課題文 1
記録の中から「building」という語を含む行をすべて探し、書き写しなさい。大文字と小文字は区別すること。

本文抜粋
#####

「ビッグマン」カン・ジファン“最終回が視聴率1位に…逆転ゴールを決めた気分”

10asia |

写真=Y Treeメディア

帰ってきたカン・ジファンの肩の荷は決して軽くなかった。昨年2月に放送されたSBS「金の化身」以来、約1年ぶりにお茶の間を訪れた彼が越えなければならない難関は少なくなかった。韓国で17日に放送終了したKBS 2TV「ビッグマン」は事実上“カン・ジファンのワントップドラマ”だったため、さらにそう思われた。しかし、カン・ジファンはこの危機を見事に突破した。「ビッグマン」の最終回は12.6%(ニールセン・コリア、全国視聴率基準)を記録し、月火ドラマ1位を記録する大逆転を演出して注目を集めた。KBS月火ドラマが繰り返される不振によって極めて低い視聴率を見せ続けてきたことを考えると、非常に驚くべき成果に違いない。「スターは危機に強い」という言葉を実感させた俳優カン・ジファン。「ビッグマン」でこれまで知らず知らずのうちに積み重なった否定的なイメージまで吹き飛ばした彼は、もう一度俳優人生のターニングポイントを迎えた。

―最終回が視聴率1位を記録し、有終の美を飾った。感想が聞きたい。

#####

課題資料
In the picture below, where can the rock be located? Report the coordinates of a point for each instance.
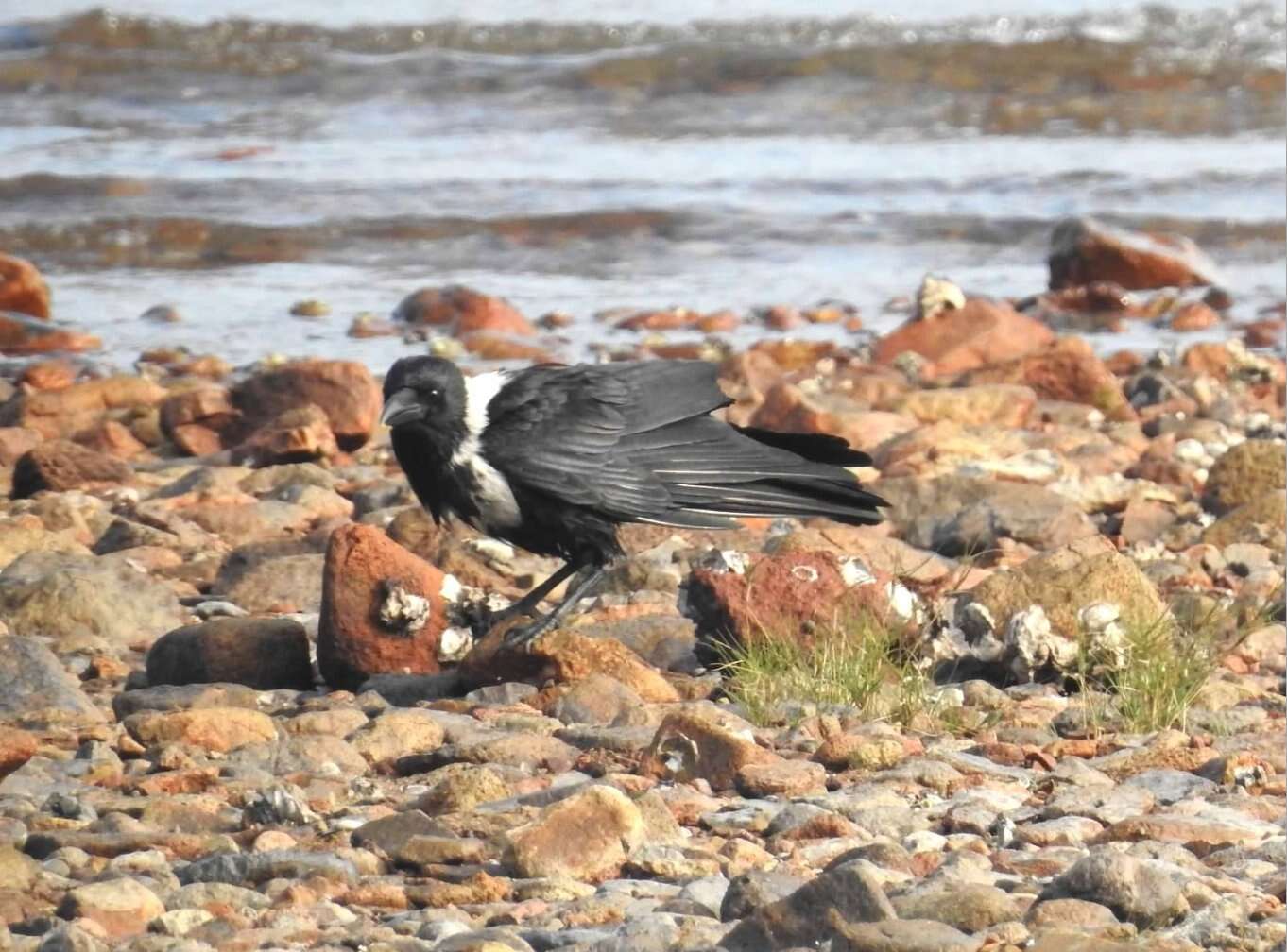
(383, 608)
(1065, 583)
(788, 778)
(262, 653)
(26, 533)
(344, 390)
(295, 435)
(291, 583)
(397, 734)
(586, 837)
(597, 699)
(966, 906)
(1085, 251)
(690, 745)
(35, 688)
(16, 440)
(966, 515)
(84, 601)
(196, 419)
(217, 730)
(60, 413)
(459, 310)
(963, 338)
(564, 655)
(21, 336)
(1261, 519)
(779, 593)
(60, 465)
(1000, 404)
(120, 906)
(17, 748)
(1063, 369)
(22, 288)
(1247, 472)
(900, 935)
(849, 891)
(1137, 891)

#####

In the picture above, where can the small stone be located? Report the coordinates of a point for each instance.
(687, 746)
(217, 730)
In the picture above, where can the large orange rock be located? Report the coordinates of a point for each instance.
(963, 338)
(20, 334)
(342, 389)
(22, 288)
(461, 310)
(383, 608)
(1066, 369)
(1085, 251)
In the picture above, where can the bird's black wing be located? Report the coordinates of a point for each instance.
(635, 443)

#####

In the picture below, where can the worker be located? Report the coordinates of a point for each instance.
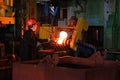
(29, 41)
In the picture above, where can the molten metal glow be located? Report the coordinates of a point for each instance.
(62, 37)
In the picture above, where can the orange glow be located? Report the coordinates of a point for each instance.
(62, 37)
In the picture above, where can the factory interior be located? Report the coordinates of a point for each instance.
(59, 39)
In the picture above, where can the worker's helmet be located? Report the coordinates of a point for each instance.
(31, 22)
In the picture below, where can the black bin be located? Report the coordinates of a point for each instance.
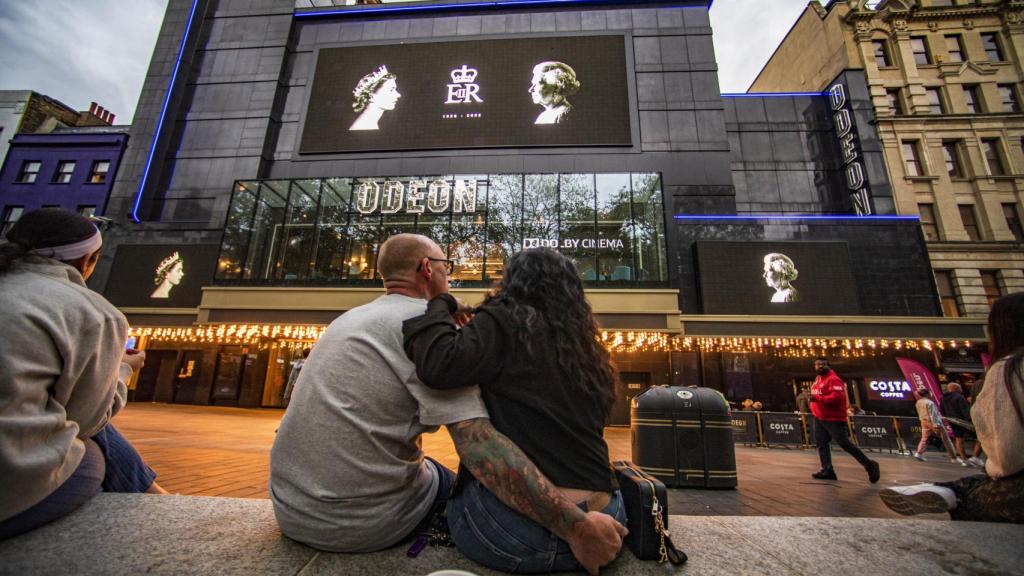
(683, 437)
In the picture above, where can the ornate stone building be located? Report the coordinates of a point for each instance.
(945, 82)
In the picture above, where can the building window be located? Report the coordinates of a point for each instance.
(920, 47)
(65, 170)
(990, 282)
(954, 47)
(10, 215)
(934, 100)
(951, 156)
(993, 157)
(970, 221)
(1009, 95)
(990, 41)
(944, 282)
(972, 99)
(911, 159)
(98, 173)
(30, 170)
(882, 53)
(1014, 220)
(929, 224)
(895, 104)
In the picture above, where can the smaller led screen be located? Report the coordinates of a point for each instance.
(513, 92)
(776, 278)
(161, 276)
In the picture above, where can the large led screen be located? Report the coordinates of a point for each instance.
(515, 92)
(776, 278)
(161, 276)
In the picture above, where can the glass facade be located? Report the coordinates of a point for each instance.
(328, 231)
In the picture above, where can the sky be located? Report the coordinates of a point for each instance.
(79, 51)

#####

課題文 2
上に載せたカン・ジファンのインタビュー記事を、最後の文の後から書き継ぎなさい。

解答 1
In the picture above, where can the ornate stone building be located? Report the coordinates of a point for each instance.
In the picture above, where can the building window be located? Report the coordinates of a point for each instance.

解答 2
カン・ジファン:逆転ゴールを決めた気分だ。実は最初は(視聴率を)2桁だけ記録できたらいいなと思った。それなのに、実際にドラマの中盤に2桁を超えたら今回は「視聴率1位」が頭の中に浮かんだ。最終回が放送される日に打ち上げパーティーを行ったが、そこでは視聴率のことを考えなかった。だが、翌日の朝に携帯を見たら多くの人から連絡が来ていた。それを見た時「1位を記録したんだ!」と思った。ハハハ。

―熱心に走り続けてきただけに祝杯を上げる時の気分は格別だったと思う。

カン・ジファン:本当にお酒がすごく飲みたかった。ハン・サンジン、チョン・ソミン、チェ・ダニエルなど共演した俳優たちがお酒を飲まない人ばかりだったからだ。また、撮影の時は僕が出るシーンが多くてお酒は考えられなかった。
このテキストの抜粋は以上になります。